* What to work on
A. In the haiku review, in what year did the poem win a prize, and in which contest?
B. Extend the haiku review on "the last poem" past its final sentence.

* Passage shown

-.-.-

Haiku review – the last poem

This is the haiku review for the haiku, the last poem, by Sanjuktaa Asopa. The review is by members of In Haiku Mumbai and Chennai.

 

the last poem
signed with a flourish-
falling star

**

Gautam

 

This poem leaves so much open to interpretation that it has all the hallmarks of a super haiku.

 

I say haiku with some reservations because “falling star” appears to be a kigo. Yet the sensibility seems to point to the senryu. After all, writing poetry does not belong to the purely natural world and appears to be more man-made.

Apart from categorizing the poem, there is more than one level that opens up to the perceptive reader.

Who was this poet? Did he/she know the poem would be the last one at the time of writing? Or did the chronicler interpret it this way much later?

The flourish mentioned, may be an interpretation rather than intended by the poet.

Falling star, is suggestive of decline, but who noticed it, the poet of the last poem or the chronicler?

All these questions have a myriad possible answers, and as a well known critic once said, rhe more interpretations possible, the better the poem.

**

 

Geetanjali

 

This haiku by Sanjuktaa Asopa starts with an end by referring to a last poem. The stage is set for a sad haiku defined by a sense of loss in the first line itself. The second line introduces the poet (without any pronouns) and shows the flourish with which the poem has been signed. The image of a poet who is on the verge of a literal or metaphorical death is what comes to mind. This could be the last time the poet will ever write and sign a creation.

 

Then, Sanjuktaa juxtaposes the flourish of the pen very deftly, with a falling star. Suddenly, the poem takes on a very different depth because to me, the image of a falling star is one that lights the sky and one that many yearn to see and perhaps, wish upon for their own future. The poet has perhaps lit up the world around her with her own creations and now, knows that she has to move on. And hence, the flourish of the last signature. The clever play on the words ‘falling star’, which could refer to leonids and perseids or to the falling star which is the state that the poet herself could be at, leaves the haiku at a semicircle with plenty of scope for the reader to step in and interpret.

 

From a sad haiku, this turned into a poem about quiet acceptance, dignity, ends, and perhaps, even trailblazing. The endless possibilities are definitely what made this haiku a winner. (It won a prize in 2011 at the Calico Cat international bilingual haiku contest held by Origa in memory of Hortensia Anderson).
**

 

Shreelatha

 

the last poem—anything that suggests “a last” is so sad; and here it says-a poem. how sad! When does one say its a last poem .when the poet is no more. A death ku?

 

signed with a flourish— wow that gives me hope but with a tinge of sadness that its all coming to an end. but not before that one last performance.

 

falling star- bright and beautiful journey of a star before it gets lost

 

As I finish reading this poem, one image flashes on my mind. Sachin Tendulkar.
**

 

Rohini

 

A rather sad haiku is brightened with ‘a flourish’. The last line sounds final.  Did she give up writing? Or is it a death haiku?

 

Falling star suggests the process has been going on for a while.  The decline may be due to old age or the declining fortunes of a famous person. But it is rescued by ‘signing with a flourish’ which shows a certain awareness of the decline and a defiance of it by signing with a flourish even right at the end.

-.-.-

* Exercise data
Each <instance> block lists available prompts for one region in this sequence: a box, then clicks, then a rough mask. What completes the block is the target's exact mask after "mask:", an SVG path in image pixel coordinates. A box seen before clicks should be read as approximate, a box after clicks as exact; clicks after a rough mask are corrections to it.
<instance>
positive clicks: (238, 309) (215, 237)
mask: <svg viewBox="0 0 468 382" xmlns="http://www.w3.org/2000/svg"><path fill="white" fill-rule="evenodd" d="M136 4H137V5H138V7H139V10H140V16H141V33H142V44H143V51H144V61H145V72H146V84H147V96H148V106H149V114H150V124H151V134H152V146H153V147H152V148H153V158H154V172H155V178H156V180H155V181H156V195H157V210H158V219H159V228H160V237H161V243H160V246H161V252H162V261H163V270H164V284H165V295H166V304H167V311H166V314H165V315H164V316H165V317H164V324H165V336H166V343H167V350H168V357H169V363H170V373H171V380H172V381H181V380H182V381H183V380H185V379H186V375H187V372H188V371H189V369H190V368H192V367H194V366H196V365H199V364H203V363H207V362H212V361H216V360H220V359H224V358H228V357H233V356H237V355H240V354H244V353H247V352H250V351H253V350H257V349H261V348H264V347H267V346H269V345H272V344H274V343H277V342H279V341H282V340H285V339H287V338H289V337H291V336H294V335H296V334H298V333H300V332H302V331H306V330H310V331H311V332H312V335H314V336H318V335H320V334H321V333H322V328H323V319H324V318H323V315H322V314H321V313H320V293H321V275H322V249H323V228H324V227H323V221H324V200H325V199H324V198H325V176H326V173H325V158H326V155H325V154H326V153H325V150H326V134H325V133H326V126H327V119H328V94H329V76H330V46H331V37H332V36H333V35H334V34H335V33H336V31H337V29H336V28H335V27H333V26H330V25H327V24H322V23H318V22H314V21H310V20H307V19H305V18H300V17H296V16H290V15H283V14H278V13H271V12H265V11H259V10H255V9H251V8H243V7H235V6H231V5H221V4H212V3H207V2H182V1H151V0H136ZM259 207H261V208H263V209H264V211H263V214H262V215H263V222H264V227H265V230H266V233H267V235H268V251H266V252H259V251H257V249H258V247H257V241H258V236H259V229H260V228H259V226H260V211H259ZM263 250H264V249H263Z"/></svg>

-.-.-

* Answers to the exercise
A. It won a prize in 2011 at the Calico Cat international bilingual haiku contest, held by Origa in memory of Hortensia Anderson.

B.
 

So it’s really a hopeful haiku. I like the flourish put in the middle line so it can cushion  the bleakness of falling star which might have been too much of a downer on its own.
**

 

Raamesh

 

The context of the phrase gives a second meaning to the fragment: of the poet on the decline. This reading then reanimates the phrase, in my mind there’s the image of the poet/ess struggling to accept that s/he’s no longer as popular as s/he was, and like all declining stars, the flourishes becoming more pronounced. The first line nevertheless indicates an end to this struggle; the acceptance, perhaps even surrender, that there will be no more poems. So why not sign it off with a flourish?

 

Analysis is of course, not without context. Though Sanjukta might not have intended it, her ku makes me re-examine the publishing phenomenon that is Rupi Kaur, now on the upswing even as her popularity leaves the current price establishment in tatters, and I wonder how prepared she is for the inevitable eclipse. In the same way that one sees writers, sportsmen and ageing movie stars.

 

Is it a death ku? I do not think so, but there is the inevitability of it, but an artistic rather than literal death. A signal for our times.
**

 

Sandra

 

There is a certain pathos to this ku. The last poem of the poet signed with a flourish… gives the impression that the poet’s best days are over and that his talent is on the decline. Recognising this sad fact, the poet gives significant importance to what he thinks is his last work of art.
**

 

Brijesh

 

Perhaps a death ku, L1 sets a poignant tone. The word ‘flourish’ in L2 though suggests an almost impish satisfaction at a writing life well spent. After all, even a falling star draws gasps of delight.

 

I wonder if it could also allude to the creator’s pen using the skies for a page and a falling star as a signal for us to sit up and take notice, now that his/her work is done
**

 

Vidya

 

She is an aging diva, a doyen of yesteryears. And now she has given her final performance. She knows she will not be performing again. And hence gives her best.

 

This piece is also reminicent of O.Henry’s last leaf. The masterpiece that the artist dreams is his/her final performance.

 

Does she like the artist in the O.Henry’ s story die a physical death? Or is it an artistic death?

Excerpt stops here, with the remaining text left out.